#### Task requirements
How many lines in these records hold the string "bank"? Reply with the number alone.

Records from a collection
════

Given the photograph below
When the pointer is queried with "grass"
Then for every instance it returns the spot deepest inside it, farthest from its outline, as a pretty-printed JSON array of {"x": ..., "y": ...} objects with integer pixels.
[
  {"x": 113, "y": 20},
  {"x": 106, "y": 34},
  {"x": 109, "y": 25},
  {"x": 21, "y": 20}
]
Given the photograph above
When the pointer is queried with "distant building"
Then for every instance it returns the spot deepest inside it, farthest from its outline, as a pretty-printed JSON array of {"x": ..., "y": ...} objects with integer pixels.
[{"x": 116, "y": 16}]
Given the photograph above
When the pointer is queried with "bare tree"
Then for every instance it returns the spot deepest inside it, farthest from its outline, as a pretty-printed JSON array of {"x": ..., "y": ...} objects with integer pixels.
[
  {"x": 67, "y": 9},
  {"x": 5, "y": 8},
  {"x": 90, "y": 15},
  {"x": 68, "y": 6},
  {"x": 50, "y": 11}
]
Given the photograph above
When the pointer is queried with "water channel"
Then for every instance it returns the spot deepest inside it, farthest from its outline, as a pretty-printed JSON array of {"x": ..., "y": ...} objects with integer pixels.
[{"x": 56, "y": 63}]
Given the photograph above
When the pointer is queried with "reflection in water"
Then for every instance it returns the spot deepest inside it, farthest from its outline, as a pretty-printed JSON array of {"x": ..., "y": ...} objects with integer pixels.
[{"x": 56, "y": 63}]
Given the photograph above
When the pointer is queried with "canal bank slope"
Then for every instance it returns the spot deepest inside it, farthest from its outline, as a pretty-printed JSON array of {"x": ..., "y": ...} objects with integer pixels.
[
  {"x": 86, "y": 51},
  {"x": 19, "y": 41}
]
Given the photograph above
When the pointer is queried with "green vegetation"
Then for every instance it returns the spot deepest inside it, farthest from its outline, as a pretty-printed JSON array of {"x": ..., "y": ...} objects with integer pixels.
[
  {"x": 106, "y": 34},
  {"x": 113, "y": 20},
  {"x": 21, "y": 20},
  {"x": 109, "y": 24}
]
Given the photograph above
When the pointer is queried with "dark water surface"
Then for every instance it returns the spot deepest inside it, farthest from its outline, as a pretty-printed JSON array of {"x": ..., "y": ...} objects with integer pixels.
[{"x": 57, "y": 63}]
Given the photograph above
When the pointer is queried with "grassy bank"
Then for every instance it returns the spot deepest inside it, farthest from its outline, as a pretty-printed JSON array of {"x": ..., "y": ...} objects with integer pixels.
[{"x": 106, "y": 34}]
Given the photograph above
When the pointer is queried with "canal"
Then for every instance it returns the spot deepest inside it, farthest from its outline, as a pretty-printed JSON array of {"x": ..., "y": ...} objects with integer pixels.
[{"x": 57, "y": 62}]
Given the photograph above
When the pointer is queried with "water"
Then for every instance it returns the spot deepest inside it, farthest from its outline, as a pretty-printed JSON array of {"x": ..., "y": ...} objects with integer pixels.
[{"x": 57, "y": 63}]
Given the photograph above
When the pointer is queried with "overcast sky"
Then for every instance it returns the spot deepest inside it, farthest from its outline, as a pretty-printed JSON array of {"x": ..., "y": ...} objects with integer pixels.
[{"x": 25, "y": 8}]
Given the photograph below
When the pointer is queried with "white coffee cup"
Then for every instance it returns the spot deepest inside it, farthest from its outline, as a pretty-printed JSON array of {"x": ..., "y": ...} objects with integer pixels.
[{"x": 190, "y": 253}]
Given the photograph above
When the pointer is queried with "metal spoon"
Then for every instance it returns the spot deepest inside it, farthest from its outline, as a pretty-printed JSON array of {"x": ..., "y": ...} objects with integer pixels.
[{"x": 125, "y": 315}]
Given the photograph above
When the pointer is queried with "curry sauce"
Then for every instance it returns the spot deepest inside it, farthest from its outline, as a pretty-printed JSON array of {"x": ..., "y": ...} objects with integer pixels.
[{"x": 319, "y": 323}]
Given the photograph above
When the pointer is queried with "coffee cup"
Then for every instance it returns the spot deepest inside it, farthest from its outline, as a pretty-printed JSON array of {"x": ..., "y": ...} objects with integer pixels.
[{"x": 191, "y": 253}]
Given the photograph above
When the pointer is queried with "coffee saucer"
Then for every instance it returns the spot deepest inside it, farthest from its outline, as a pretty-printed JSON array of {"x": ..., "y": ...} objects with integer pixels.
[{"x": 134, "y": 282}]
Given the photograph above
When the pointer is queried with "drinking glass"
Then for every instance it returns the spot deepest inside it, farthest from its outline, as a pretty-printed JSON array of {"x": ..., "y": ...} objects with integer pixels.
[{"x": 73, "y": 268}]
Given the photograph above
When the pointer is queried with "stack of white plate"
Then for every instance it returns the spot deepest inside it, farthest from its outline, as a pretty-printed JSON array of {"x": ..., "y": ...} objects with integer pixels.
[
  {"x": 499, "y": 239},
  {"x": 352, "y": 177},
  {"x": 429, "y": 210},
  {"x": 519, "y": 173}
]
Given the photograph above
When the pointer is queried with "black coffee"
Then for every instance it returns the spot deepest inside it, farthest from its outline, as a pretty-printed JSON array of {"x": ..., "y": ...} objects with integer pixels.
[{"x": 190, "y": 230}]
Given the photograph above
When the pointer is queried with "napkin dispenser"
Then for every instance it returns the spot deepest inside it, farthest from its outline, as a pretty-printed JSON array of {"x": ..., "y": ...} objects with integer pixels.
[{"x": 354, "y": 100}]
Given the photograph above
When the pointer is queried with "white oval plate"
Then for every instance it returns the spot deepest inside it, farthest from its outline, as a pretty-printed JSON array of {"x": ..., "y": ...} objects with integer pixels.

════

#### Answer section
2